- [OBJECTIVE]: Pick out every line of the records that contains the string "array" and copy each one. Case counts.
>> Begin INFORMATION SUPPLIED
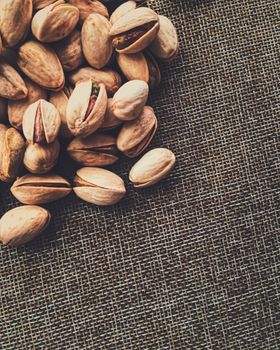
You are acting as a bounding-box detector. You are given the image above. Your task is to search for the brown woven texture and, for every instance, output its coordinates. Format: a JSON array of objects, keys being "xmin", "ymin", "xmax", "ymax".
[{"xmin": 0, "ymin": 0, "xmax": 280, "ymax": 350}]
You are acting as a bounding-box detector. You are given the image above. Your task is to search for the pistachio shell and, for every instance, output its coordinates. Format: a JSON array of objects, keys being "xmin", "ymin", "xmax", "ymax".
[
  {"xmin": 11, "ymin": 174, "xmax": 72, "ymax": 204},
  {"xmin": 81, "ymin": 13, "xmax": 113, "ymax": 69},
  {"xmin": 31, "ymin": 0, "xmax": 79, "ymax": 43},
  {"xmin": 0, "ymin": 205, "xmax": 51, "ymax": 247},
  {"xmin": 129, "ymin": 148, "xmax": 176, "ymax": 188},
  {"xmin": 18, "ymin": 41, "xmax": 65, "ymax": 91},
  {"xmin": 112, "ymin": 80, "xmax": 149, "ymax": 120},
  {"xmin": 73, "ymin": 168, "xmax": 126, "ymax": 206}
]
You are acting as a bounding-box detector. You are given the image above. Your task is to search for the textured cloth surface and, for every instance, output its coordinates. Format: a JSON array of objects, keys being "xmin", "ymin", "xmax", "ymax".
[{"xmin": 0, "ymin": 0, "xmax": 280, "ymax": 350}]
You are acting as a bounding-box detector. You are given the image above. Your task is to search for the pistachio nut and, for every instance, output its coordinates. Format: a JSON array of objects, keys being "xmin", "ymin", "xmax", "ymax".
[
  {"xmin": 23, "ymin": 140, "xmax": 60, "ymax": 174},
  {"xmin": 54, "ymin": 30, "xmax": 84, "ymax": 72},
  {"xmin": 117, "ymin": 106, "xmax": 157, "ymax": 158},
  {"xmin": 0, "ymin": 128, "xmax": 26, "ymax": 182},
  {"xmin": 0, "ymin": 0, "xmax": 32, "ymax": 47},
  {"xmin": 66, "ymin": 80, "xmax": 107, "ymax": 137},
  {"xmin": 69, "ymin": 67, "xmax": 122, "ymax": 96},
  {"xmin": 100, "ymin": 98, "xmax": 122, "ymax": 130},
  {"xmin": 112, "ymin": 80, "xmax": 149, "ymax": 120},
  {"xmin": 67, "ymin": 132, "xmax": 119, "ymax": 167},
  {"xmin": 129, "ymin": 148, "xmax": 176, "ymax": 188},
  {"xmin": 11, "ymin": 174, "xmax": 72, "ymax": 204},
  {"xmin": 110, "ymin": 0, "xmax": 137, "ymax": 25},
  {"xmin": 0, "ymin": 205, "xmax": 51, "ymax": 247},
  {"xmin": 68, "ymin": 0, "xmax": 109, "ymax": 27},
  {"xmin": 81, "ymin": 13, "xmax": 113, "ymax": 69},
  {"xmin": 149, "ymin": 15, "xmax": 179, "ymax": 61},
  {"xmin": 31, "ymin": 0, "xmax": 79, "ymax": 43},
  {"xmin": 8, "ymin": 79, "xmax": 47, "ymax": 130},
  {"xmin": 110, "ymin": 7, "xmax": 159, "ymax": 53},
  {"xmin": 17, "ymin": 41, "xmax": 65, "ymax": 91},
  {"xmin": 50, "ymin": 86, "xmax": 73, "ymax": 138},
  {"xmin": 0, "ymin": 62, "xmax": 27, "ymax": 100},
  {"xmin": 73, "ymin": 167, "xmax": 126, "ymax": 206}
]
>> End INFORMATION SUPPLIED
- [TASK OUTPUT]:
You are acting as a bounding-box detector. You are given the image above. Your task is to search for the brown woven texture and, for every instance, output its coordinates. Format: a JSON array of objects, keys being "xmin", "ymin", "xmax", "ymax".
You are acting as a bounding-box detector. You are given the image above. Your task is to search for the pistachio shell and, for every instance, output its coordinates. Format: a JSON array of objects, keys being "xmin", "ymin", "xmax", "ymax".
You are acting as a bounding-box detector. You are given the image above. Your task is to search for the textured cloth surface and, for every instance, output its coordinates. Format: a JSON array of objects, keys being "xmin", "ymin", "xmax", "ymax".
You are acting as a bounding-box detector. You are given the image above. Your task is to search for the pistachio nut and, for every instance, output its coordinates. Format: a JSON array of objects, keys being "xmin", "ymin", "xmax", "ymax".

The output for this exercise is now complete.